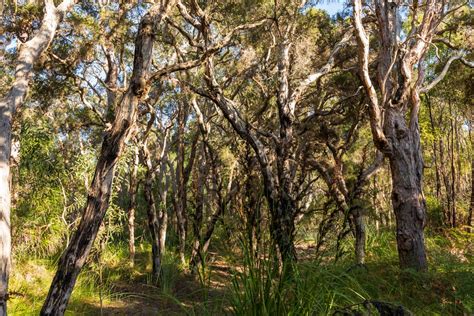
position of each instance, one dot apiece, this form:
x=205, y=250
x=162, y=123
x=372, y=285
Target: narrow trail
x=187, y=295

*****

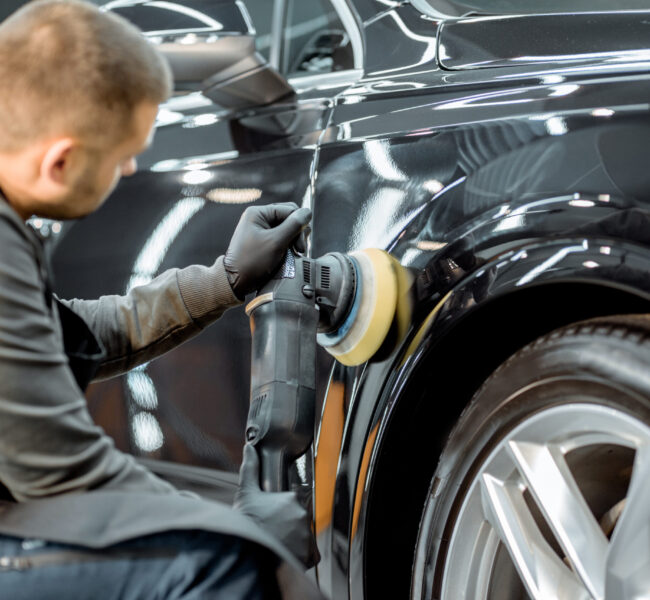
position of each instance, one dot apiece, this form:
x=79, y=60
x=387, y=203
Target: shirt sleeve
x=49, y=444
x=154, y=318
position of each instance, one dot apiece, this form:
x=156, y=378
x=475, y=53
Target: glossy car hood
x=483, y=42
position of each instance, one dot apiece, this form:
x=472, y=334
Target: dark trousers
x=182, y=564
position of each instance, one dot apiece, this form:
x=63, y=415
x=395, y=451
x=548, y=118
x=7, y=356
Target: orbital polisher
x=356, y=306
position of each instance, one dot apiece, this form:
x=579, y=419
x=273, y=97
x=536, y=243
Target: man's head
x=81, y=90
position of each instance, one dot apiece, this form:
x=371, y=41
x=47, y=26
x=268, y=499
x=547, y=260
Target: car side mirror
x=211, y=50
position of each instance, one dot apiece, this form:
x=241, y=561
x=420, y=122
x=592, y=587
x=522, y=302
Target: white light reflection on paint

*****

» What to work on
Return every line from the entries above that contains the string "Target". Treat uppercase and lowercase letters as distinct.

» Final result
Target: narrow trail
Target: shirt sleeve
Target: glossy car hood
Target: dark trousers
Target: orbital polisher
Target: man's head
Target: car side mirror
Target: white light reflection on paint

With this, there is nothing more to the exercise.